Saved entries
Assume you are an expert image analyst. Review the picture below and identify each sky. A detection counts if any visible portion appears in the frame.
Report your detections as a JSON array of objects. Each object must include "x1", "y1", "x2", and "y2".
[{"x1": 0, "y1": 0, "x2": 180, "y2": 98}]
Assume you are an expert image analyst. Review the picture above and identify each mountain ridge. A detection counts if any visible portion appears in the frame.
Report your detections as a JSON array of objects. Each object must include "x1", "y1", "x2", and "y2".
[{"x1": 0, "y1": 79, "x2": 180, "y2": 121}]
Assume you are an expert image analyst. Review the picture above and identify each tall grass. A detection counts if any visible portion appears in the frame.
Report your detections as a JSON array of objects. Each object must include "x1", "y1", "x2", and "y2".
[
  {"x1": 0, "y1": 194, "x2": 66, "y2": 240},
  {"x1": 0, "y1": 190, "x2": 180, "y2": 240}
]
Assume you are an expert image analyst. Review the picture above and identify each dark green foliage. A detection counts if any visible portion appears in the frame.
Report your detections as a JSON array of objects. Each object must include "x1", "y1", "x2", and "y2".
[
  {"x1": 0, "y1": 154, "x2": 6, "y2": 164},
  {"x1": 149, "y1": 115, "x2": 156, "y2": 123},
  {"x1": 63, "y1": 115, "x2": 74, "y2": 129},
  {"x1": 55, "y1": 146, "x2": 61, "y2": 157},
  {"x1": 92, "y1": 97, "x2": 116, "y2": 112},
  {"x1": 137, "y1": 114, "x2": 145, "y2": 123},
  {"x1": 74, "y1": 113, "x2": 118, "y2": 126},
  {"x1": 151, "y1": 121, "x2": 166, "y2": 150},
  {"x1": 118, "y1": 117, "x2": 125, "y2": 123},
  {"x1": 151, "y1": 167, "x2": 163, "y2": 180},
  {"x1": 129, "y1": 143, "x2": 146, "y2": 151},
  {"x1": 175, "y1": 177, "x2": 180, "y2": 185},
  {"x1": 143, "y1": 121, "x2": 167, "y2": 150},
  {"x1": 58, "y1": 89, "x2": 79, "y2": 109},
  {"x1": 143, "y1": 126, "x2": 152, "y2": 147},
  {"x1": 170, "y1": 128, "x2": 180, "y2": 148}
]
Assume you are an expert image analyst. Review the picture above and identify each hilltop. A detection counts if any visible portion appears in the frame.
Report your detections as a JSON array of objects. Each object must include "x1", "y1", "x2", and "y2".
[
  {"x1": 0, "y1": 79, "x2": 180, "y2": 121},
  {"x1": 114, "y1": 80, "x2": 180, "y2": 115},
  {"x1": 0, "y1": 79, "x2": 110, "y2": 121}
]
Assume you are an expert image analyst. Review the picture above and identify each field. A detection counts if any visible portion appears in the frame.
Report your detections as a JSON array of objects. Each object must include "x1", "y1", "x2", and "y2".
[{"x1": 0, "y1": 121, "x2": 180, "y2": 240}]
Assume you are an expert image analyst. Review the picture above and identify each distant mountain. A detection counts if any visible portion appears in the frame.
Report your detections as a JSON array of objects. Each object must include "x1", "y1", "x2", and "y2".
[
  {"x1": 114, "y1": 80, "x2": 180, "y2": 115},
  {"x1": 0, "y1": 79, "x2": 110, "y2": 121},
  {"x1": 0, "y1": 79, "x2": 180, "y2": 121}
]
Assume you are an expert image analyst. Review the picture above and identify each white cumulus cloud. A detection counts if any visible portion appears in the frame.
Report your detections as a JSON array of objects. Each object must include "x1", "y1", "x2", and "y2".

## WHAT YOU HAVE TO DO:
Rewrite all of the saved entries, replacing each "expert" with "experienced" and leaving everything else unchanged.

## THE RESPONSE:
Assume you are an experienced image analyst. Review the picture below and identify each sky. A detection counts if any visible portion appears in the frame.
Report your detections as a JSON array of objects. Each object must include "x1", "y1", "x2", and "y2".
[{"x1": 0, "y1": 0, "x2": 180, "y2": 98}]
Assume you are an experienced image analyst. Review the picture above and identify each mountain ridge. A detection counts if any visible portion appears in the frame.
Report your detections as a JSON array of objects. Each object must include "x1", "y1", "x2", and "y2".
[{"x1": 0, "y1": 79, "x2": 180, "y2": 121}]
Assume you are an experienced image analyst. Review the picture above and identify each tall grass. A detection counts if any visible portion appears in the frame.
Report your detections as a JSON array of objects. Each object must include "x1", "y1", "x2", and "y2".
[
  {"x1": 0, "y1": 194, "x2": 66, "y2": 240},
  {"x1": 0, "y1": 190, "x2": 180, "y2": 240}
]
Assume you are an experienced image analyst. Review the picture above and identify each dark green foliage. A detection counts if any visible portion appears in the frame.
Report your detections as a JSON array of objects. Each object must include "x1", "y1", "x2", and "y2".
[
  {"x1": 0, "y1": 154, "x2": 6, "y2": 164},
  {"x1": 149, "y1": 115, "x2": 156, "y2": 123},
  {"x1": 63, "y1": 115, "x2": 74, "y2": 129},
  {"x1": 55, "y1": 146, "x2": 61, "y2": 157},
  {"x1": 92, "y1": 97, "x2": 116, "y2": 112},
  {"x1": 137, "y1": 114, "x2": 145, "y2": 123},
  {"x1": 74, "y1": 113, "x2": 118, "y2": 126},
  {"x1": 151, "y1": 121, "x2": 166, "y2": 150},
  {"x1": 118, "y1": 117, "x2": 125, "y2": 123},
  {"x1": 151, "y1": 167, "x2": 163, "y2": 180},
  {"x1": 129, "y1": 143, "x2": 146, "y2": 151},
  {"x1": 175, "y1": 177, "x2": 180, "y2": 185},
  {"x1": 143, "y1": 121, "x2": 167, "y2": 150},
  {"x1": 58, "y1": 89, "x2": 79, "y2": 109},
  {"x1": 143, "y1": 126, "x2": 152, "y2": 147},
  {"x1": 170, "y1": 128, "x2": 180, "y2": 148}
]
Assume you are an experienced image analyst. Review the picture above and identify each hilltop. A detection counts if any visible portion appears in the frame.
Report your detections as a JSON array of objects. Each object must include "x1", "y1", "x2", and "y2".
[
  {"x1": 0, "y1": 79, "x2": 180, "y2": 121},
  {"x1": 114, "y1": 80, "x2": 180, "y2": 115},
  {"x1": 0, "y1": 79, "x2": 110, "y2": 121}
]
Assume you are an experienced image analyst. Review the picture above and identify each field. A detection counts if any visible portion appears in the frame.
Report your detections as a JSON array of objects. Each object must include "x1", "y1", "x2", and "y2".
[{"x1": 0, "y1": 121, "x2": 180, "y2": 240}]
Assume you are an experienced image analyst. Review the picture above and identify each distant mountain. A detection counts if any visible portion appears in the frame.
Report your detections as a JSON array of objects. Each object must include "x1", "y1", "x2", and "y2".
[
  {"x1": 114, "y1": 80, "x2": 180, "y2": 115},
  {"x1": 0, "y1": 79, "x2": 110, "y2": 121},
  {"x1": 0, "y1": 79, "x2": 180, "y2": 121}
]
Assume you are an experienced image analyst. Review the picture above and identify each white cumulus cloud. A detection counts if any visible portion appears in the frame.
Report your detections as a JSON array of objects. Each object must include "x1", "y1", "x2", and "y2".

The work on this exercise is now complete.